Records excerpted from a collection:

*** Begin section ***

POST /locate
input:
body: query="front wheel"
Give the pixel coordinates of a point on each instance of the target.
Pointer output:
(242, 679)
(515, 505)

*** End section ***

§ Problem details
Reproduce the data exactly, character for character.

§ Task output
POST /locate
input:
body: query="front wheel"
Give the pixel coordinates of a point on each instance of the target.
Pointer output:
(242, 679)
(515, 505)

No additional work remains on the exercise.